* Assignment:
In the entries below, find the line with "326L476 339L480 336L475" and the line with "110L692 130L699 133L700". Return those two lines and all lines between them, exactly.

* Extracted entries:
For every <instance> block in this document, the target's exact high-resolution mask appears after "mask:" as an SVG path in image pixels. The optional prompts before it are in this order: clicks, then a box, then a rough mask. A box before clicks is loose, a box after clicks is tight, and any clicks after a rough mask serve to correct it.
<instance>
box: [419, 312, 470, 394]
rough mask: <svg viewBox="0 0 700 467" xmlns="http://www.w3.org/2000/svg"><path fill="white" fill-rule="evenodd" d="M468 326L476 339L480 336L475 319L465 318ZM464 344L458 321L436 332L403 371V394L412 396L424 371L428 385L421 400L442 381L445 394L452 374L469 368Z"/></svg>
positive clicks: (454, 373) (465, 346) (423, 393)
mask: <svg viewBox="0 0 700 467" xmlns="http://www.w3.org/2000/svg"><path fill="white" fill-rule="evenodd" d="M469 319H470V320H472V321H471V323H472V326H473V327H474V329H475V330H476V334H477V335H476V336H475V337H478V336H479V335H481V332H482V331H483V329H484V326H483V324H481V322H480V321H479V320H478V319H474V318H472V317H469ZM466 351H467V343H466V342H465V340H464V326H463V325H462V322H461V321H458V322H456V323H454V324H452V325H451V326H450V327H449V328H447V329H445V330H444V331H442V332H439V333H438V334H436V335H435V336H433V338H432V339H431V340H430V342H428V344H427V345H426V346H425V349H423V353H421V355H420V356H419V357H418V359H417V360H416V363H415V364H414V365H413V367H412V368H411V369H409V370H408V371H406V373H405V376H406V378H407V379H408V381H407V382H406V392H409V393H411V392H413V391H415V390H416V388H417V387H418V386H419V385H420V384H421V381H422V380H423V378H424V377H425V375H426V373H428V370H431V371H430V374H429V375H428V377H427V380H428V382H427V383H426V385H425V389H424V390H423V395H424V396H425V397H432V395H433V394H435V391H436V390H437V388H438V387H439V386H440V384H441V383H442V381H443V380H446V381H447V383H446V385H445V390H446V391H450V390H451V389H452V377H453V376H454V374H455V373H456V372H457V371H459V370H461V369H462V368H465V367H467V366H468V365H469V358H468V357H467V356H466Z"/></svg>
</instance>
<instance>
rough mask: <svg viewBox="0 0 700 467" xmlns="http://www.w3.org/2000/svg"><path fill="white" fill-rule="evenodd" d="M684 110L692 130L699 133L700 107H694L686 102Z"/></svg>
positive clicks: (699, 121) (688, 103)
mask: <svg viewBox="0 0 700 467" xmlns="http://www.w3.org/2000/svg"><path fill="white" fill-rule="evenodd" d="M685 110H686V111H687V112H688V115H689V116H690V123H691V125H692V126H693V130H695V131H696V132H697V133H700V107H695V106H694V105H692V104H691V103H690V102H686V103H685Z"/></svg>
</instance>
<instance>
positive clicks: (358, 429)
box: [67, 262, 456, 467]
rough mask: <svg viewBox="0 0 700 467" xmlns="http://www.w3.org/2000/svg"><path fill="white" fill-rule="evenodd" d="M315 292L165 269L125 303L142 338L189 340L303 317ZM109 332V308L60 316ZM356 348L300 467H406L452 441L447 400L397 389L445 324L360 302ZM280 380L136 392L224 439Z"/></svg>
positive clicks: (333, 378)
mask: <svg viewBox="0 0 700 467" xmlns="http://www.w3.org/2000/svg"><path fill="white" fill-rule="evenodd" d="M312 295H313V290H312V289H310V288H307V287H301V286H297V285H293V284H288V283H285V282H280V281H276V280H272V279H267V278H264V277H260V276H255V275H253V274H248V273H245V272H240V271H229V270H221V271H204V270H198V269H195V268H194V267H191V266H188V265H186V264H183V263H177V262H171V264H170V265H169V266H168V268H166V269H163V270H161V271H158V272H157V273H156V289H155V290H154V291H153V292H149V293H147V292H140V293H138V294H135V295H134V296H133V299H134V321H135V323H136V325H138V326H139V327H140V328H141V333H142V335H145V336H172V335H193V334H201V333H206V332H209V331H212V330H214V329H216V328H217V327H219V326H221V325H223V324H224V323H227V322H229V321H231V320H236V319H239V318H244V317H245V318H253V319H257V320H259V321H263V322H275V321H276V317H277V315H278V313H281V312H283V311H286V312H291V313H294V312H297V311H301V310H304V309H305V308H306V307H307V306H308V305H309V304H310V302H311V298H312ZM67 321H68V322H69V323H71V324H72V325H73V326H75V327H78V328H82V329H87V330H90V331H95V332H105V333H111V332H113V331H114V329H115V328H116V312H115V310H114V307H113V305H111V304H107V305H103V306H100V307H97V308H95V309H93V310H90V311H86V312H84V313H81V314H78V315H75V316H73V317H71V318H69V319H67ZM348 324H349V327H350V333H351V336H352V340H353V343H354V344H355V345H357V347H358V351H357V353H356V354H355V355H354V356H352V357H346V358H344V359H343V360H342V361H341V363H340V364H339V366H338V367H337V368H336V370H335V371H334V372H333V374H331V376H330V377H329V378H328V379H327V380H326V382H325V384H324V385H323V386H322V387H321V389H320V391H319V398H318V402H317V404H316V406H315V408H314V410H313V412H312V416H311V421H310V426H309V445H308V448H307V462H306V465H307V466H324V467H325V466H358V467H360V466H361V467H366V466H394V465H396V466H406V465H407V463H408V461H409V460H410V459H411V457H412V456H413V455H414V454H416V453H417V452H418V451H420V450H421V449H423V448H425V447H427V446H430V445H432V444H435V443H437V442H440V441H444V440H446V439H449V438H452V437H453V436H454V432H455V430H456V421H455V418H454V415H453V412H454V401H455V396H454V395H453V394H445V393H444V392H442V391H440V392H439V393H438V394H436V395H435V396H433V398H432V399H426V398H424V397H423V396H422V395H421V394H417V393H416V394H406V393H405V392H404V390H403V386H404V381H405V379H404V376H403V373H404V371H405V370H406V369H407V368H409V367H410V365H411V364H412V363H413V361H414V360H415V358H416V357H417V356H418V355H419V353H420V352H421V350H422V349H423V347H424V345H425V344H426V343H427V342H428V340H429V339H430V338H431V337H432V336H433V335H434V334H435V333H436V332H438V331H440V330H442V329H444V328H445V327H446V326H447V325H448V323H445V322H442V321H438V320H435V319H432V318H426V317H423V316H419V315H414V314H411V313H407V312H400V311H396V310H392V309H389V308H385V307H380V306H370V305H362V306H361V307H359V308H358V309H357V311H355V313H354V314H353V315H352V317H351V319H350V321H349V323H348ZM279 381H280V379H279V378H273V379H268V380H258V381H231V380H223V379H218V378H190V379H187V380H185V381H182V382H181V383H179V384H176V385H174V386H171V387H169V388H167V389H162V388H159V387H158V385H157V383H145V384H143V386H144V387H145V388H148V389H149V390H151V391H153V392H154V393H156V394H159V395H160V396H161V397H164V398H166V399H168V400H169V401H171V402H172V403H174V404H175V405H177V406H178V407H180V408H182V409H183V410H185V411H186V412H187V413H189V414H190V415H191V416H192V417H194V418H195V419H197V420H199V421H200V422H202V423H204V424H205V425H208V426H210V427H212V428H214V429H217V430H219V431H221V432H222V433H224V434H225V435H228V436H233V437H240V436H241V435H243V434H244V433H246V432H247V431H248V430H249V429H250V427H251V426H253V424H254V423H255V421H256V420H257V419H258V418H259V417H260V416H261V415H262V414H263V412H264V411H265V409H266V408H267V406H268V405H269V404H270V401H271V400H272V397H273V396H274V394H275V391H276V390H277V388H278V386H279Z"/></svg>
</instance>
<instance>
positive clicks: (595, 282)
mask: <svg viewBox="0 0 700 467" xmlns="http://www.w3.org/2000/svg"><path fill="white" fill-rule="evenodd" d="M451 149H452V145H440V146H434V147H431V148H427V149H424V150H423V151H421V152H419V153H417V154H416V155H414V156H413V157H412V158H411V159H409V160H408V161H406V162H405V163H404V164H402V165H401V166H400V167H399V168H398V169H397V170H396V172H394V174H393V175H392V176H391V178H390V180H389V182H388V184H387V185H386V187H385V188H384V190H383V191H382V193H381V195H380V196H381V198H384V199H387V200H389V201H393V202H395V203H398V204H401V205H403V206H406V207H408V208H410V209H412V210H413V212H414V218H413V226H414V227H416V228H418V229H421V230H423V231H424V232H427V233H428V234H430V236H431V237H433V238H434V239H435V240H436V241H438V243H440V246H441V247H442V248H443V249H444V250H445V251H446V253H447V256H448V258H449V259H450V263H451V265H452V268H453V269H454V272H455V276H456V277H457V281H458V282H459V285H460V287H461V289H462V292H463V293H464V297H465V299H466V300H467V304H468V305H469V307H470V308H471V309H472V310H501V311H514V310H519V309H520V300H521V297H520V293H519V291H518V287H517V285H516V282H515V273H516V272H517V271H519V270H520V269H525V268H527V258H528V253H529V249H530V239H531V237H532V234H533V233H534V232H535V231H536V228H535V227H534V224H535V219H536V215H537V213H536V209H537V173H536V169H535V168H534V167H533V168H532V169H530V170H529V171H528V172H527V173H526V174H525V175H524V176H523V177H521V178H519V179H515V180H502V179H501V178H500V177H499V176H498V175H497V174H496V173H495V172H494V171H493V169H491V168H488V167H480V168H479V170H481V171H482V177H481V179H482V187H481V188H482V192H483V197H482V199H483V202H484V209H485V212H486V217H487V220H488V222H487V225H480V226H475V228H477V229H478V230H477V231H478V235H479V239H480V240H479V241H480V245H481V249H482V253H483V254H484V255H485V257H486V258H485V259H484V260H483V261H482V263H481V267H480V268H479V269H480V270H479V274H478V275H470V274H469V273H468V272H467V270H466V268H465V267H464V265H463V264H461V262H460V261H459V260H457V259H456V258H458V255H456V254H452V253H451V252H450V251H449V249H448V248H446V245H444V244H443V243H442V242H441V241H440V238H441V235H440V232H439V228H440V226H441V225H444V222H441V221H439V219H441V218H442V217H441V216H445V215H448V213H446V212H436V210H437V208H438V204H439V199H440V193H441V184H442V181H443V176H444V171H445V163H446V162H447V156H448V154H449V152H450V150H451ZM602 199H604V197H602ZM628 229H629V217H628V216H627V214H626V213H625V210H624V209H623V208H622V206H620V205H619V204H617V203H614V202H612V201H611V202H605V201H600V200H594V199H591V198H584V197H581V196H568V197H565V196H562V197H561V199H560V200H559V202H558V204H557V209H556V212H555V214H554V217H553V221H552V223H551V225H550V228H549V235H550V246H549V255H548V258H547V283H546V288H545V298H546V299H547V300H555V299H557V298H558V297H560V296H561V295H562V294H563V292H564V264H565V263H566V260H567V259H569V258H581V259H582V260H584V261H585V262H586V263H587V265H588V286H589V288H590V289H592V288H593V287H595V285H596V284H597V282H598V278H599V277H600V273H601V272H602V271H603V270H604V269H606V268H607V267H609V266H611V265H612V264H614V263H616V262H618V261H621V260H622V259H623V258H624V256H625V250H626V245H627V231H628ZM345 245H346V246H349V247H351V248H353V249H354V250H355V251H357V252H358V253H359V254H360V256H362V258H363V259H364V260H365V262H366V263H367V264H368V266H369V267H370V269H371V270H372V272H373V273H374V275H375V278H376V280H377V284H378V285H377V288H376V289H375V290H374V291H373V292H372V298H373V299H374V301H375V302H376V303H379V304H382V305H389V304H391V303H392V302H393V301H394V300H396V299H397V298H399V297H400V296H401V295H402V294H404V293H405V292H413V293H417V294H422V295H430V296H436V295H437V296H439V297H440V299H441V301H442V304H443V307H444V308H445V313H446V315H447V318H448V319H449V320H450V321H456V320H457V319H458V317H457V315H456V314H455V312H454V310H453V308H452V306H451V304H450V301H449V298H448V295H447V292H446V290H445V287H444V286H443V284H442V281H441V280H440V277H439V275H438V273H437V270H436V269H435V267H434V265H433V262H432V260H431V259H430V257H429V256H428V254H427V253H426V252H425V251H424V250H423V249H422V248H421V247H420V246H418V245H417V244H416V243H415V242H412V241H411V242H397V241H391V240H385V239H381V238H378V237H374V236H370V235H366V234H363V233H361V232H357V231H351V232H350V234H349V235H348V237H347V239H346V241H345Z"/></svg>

* Answer for this exercise:
rough mask: <svg viewBox="0 0 700 467" xmlns="http://www.w3.org/2000/svg"><path fill="white" fill-rule="evenodd" d="M468 326L476 339L480 336L475 319L465 318ZM464 344L458 321L436 332L403 371V394L412 396L424 371L428 385L421 400L442 381L445 394L452 374L469 368Z"/></svg>
positive clicks: (454, 373) (465, 346) (423, 393)
mask: <svg viewBox="0 0 700 467" xmlns="http://www.w3.org/2000/svg"><path fill="white" fill-rule="evenodd" d="M469 319H470V320H472V321H471V323H472V326H473V327H474V329H475V330H476V334H477V335H476V336H475V337H478V336H479V335H481V332H482V331H483V329H484V326H483V324H481V322H480V321H479V320H478V319H474V318H472V317H469ZM466 351H467V343H466V342H465V340H464V326H463V325H462V322H461V321H458V322H456V323H454V324H452V325H451V326H450V327H449V328H447V329H445V330H444V331H442V332H439V333H438V334H436V335H435V336H433V338H432V339H431V340H430V342H428V344H427V345H426V346H425V349H423V353H421V355H420V356H419V357H418V359H417V360H416V363H415V364H414V365H413V367H412V368H411V369H409V370H408V371H406V373H405V376H406V378H407V379H408V381H407V382H406V392H409V393H411V392H413V391H415V390H416V388H417V387H418V386H419V385H420V384H421V381H422V380H423V378H424V377H425V375H426V373H428V370H431V371H430V374H429V375H428V377H427V380H428V382H427V383H426V385H425V389H424V390H423V395H424V396H425V397H432V395H433V394H435V391H436V390H437V388H438V387H439V386H440V384H441V383H442V381H443V380H446V381H447V383H446V385H445V390H446V391H450V390H451V389H452V377H453V376H454V374H455V373H456V372H457V371H459V370H461V369H462V368H465V367H467V366H468V365H469V358H468V357H467V356H466Z"/></svg>
</instance>
<instance>
rough mask: <svg viewBox="0 0 700 467" xmlns="http://www.w3.org/2000/svg"><path fill="white" fill-rule="evenodd" d="M684 110L692 130L699 133L700 107H694L686 102Z"/></svg>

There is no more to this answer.